TEXTE FOURNI |
· · · ·

Les premières propositions d’augmentations du SMIC (Salaire Minimum Interprofessionnel de Croissance) nous arrivent ! C’est la Présidentielle. Ce seront 150 euros en plus pour Anne Hidalgo (PS) ou 1800 euros en tout pour Fabien Roussel (PC), à partir des 1589 euros bruts actuels par mois, pour 35 heures par semaine. Nous irions donc à 1739 ou à 1800 euros, avec ces « promesses » à tenir, en fait à payer, par les patrons. Ce sera à eux de s’arranger !
Mais quel chiffre retenir : 2256, 1634, 1589, 1258 euros ?
2256 ? On n’en parle jamais et pourtant ce devrait être le SMIC brut total chargé ! En effet, ce serait le SMIC total que devrait payer l’employeur d’un salarié payé au SMIC, s’il payait la moyenne des charges patronales : 42% du salaire brut, soit 667 euros ! Mais il n’en est pas question : à ce prix, aucun patron n’embaucherait un salarié dont les compétences sont, encore, moyennes.
1634 ? C’est le chiffre dont on parle peu. Pourquoi ? Parce qu’il inclut 45 euros de charges patronales seulement et pas les 667 du taux moyen théorique : un « gros cadeau » donc ! Ce SMIC brut ainsi « chargé » bénéficie donc d’une réduction très considérable sur différentes cotisations, notamment sécurité sociale d’assurance maladie, maternité, invalidité, décès et assurance vieillesse. Sans qu’on le dise, le SMIC est donc très subventionné en amont, autrement dit une part très importante de ses charges sociales est réglée par « les autres » : entreprises, salariés, État.
1589 ? C’est le chiffre des politiques, qui oublient la subvention de charges dont bénéficie le SMIC.
1258 ? C’est le chiffre médiatique : « Pourriez-vous vivre avec 1258 euros par mois ? » demandent les médias. En effet, à ce SMIC de 1589 euros bruts, il faut enlever 331 euros de charges sociales (maladie, vieillesse…), pour arriver au salaire net de 1258 euros effectivement versé. Réponse : « non », d’où les propositions « politiques » d’augmentations. Heureusement, aucun journaliste ne poursuit : « mais alors pouvez-vous vivre avec 1400 euros nets par mois ? ». Car ce serait démontrer que la hausse du salaire ne répond pas au problème, qui est triple : le SMIC est un coût pour l’employeur, important pour son entreprise, un revenu pour l’employé, déterminant pour son existence et un transfert qui pèse sur « les autres », sans qu’ils le sachent, puisque ses propres charges patronales ont été rabotées, donc « réparties ».

· · · ·

Poursuivez, s'il vous plaît, le texte sur le SMIC à partir de sa dernière phrase. Les lignes qui suivent n'ont aucun lien avec le texte sur le SMIC.

· · · ·

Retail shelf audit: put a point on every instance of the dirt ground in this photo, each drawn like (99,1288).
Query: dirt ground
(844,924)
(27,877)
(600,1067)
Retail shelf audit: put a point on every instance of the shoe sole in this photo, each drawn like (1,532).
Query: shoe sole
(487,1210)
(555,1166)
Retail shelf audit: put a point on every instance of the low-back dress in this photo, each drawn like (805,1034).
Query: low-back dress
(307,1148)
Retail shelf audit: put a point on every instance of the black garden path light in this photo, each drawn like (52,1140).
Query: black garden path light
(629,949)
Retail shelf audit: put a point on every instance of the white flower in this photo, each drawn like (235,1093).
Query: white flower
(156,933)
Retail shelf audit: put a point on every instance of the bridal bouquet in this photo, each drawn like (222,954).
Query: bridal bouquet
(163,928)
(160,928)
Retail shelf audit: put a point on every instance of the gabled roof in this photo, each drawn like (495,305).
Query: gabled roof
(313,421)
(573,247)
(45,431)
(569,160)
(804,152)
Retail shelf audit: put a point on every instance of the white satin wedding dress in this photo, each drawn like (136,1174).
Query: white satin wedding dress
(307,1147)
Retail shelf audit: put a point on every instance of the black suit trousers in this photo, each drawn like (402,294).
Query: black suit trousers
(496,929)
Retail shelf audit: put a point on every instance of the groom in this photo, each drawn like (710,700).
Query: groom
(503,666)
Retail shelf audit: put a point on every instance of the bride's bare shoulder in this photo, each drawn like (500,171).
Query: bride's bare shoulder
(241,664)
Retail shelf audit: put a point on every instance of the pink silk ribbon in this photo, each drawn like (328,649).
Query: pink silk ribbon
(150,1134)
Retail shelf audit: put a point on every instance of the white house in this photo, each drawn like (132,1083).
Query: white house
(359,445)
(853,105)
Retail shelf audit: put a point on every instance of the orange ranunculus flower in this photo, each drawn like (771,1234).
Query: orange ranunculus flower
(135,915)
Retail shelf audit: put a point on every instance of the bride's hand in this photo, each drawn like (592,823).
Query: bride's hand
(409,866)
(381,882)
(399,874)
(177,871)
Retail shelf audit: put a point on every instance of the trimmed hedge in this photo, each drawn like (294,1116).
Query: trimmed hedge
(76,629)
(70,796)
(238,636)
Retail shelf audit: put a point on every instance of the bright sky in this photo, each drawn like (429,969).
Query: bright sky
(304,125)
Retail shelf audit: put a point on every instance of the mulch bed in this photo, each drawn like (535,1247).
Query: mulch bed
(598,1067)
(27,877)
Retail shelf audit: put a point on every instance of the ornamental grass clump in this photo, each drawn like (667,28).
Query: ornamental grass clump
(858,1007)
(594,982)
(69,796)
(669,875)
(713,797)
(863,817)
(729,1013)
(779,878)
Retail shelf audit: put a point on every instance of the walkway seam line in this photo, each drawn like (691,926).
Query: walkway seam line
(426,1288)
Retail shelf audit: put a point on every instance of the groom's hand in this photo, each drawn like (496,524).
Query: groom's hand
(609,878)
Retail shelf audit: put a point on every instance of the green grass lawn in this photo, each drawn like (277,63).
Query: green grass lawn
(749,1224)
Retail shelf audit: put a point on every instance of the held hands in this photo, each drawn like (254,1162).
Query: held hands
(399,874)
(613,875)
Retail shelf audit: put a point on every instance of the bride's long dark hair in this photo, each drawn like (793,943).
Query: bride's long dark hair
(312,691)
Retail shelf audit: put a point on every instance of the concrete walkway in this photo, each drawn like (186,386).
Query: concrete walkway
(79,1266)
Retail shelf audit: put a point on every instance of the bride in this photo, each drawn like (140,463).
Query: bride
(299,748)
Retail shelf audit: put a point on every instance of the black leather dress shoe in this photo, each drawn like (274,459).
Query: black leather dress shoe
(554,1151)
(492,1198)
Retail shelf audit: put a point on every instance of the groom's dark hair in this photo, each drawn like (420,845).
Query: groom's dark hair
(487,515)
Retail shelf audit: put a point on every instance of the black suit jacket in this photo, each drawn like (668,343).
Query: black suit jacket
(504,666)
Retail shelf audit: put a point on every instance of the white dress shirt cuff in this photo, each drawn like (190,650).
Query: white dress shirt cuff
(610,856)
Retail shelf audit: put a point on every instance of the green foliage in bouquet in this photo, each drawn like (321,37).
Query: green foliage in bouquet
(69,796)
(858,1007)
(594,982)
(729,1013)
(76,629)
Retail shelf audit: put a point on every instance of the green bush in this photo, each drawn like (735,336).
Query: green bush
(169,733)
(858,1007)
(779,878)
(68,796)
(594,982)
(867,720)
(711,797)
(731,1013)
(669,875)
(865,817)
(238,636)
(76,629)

· · · ·

RÉSULTAT OBTENU |
Mais, c’est plus cher pour l’entreprise ! En effet, ce coût s’ajoute aux loyers, investissements, assurances… plus la marge, pour investir, innover, avancer. Ce total est facturé… au client, qui peut ne pas pouvoir ou vouloir payer et… importer. Le SMIC-coût renvoie donc à la commercialisation d’un temps passé, où s’exercent l’expertise, le talent et l’utilité du travail effectué par l’employé payé au SMIC, avec d’autres salariés, dans une entreprise et un secteur donnés. Ce SMIC-coût de l’employé traduit sa productivité : les euros qu’il coûte par rapport à ceux qu’il rapporte. L’augmenter n’est possible que si le produit peut être vendu plus cher et à effectif constant, ce dont les politiques ne parlent pas.
Pour les politiques : seul le SMIC-revenu importe ! Ceci fait écho à ce que ressent le salarié devant le décrochage, au cours des années 2000, entre son pouvoir d’achat mesuré après inflation et celui qu’il vit. Sous l’effet des médias ? Non, loin s’en faut. L’explication de cet écart croissant vient de la montée des « dépenses pré-engagées » (loyer ou remboursement d’emprunt, assurances, téléphone, Internet…), à côté des autres, dites « discrétionnaires » (alimentation, transport, habillement, reste à charge de la santé, culture et loisir…). Pour les ménages « modestes hors pauvres », ces dépenses pré-engagées passent de 31 à 37% de leur dépense totale entre 2001 et 2017 !
En fait, l’opposition entre SMIC-coût et SMIC-revenu dévoile ce labyrinthe politico-syndical salarial français, qui passe à côté de l’essentiel. Le SMIC-coût bénéficie d’une réduction des charges patronales qui va jusqu’à 1,6 SMIC, payée par « les autres » : motus ! Les salariés perçoivent, dans les moyennes et surtout grandes entreprises, des compléments divers (titres restaurants, remboursements de frais de transport, mutuelle, primes de vacances, 13ème mois, formation, santé, Prime Macron) : motus ! Et tous doivent se loger et se rendre à leur travail : motus !!!
Alors : augmenter ou bien construire plus, moins cher et former mieux ?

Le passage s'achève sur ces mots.